> [DOCUMENT PASSAGE]:

Minister of State for Transport
- In office 20 July 1994 – 2 May 1997
- Prime Minister: John Major
- Preceded by: Roger Freeman
- Succeeded by: Gavin Strang

Member of Parliament for Slough
- In office 9 June 1983 – 8 April 1997
- Preceded by: Joan Lestor
- Succeeded by: Fiona Mactaggart

Personal details
- Born: John Arthur Watts 19 April 1947
- Died: 16 September 2016 (aged 69)
- Party: Conservative

= John Watts (British politician) =

English politician (1947–2016)

John Arthur Watts (19 April 1947 – 8 September 2016) was a Conservative Party Member of Parliament in the United Kingdom House of Commons between 1983 and 1997.

> [WHAT YOU WILL DO]:
1. Please rewrite the passage on John Watts, starting with "English politician (1947–2016)" and going on through "1983 and 1997.", with "Conservative Party" changed to "Tory Party".
2. List every person the passage on John Watts names as having preceded or succeeded him in an office.

> [RAW DATA]:
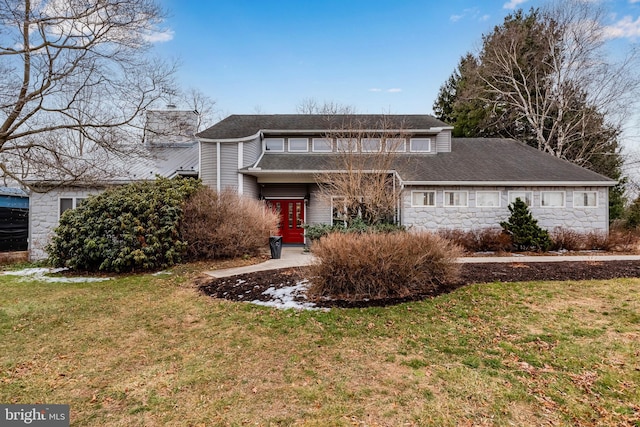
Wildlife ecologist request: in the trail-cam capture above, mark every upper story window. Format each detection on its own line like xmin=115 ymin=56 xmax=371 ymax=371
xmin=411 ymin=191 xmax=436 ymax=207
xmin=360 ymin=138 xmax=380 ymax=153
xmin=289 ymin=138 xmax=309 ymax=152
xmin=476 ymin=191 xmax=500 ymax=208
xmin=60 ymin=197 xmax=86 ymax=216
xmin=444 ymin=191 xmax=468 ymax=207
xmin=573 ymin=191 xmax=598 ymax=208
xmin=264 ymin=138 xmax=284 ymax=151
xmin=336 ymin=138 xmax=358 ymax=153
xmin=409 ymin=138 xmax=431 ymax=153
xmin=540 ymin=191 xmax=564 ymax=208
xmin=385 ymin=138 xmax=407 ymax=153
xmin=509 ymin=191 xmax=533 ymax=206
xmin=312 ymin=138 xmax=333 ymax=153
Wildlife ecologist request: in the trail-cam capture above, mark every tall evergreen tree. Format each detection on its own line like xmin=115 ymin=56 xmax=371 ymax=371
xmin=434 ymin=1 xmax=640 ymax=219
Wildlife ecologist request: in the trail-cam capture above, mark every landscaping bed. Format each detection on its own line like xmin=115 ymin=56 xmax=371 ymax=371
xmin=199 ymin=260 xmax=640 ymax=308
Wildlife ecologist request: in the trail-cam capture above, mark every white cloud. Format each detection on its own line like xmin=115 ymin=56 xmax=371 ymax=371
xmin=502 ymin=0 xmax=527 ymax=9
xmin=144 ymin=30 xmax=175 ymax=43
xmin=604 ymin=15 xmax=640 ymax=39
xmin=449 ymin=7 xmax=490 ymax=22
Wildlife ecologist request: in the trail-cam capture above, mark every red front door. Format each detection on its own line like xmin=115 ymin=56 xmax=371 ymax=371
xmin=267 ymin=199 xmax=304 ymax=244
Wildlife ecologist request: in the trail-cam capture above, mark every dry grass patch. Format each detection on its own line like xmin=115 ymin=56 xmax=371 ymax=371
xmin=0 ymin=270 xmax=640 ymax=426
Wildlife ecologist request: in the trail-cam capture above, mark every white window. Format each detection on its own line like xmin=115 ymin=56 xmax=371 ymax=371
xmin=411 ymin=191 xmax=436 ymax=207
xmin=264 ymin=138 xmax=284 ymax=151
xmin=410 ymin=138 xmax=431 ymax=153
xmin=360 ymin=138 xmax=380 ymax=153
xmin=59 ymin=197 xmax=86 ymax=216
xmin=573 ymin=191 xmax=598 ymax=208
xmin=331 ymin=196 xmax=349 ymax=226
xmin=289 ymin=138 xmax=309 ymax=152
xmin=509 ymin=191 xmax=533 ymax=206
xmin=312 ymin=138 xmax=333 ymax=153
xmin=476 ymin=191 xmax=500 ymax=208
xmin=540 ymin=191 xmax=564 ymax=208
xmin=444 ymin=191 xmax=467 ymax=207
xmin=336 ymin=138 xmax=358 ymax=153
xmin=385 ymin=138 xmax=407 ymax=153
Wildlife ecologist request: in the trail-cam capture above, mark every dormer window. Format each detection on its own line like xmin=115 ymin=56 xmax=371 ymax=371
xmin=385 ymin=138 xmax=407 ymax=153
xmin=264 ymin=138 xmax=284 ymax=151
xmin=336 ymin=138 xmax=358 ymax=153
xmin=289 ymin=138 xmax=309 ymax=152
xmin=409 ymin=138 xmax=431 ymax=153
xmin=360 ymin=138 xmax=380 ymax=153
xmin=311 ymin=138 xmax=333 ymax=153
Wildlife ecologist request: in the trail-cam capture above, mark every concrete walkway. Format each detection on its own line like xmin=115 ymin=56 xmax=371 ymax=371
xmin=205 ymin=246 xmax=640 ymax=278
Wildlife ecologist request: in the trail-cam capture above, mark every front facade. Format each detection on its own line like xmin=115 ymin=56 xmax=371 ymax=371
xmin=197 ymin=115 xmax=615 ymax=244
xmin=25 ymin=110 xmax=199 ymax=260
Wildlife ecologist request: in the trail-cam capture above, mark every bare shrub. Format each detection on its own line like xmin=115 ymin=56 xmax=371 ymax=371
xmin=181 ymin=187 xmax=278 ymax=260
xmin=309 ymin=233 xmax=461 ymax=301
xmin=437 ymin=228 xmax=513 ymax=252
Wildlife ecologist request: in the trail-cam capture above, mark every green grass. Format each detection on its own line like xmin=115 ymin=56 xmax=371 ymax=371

> [THE SOLUTIONS]:
1.
English politician (1947–2016)

John Arthur Watts (19 April 1947 – 8 September 2016) was a Tory Party Member of Parliament in the United Kingdom House of Commons between 1983 and 1997.

2.
- Roger Freeman
- Gavin Strang
- Joan Lestor
- Fiona Mactaggart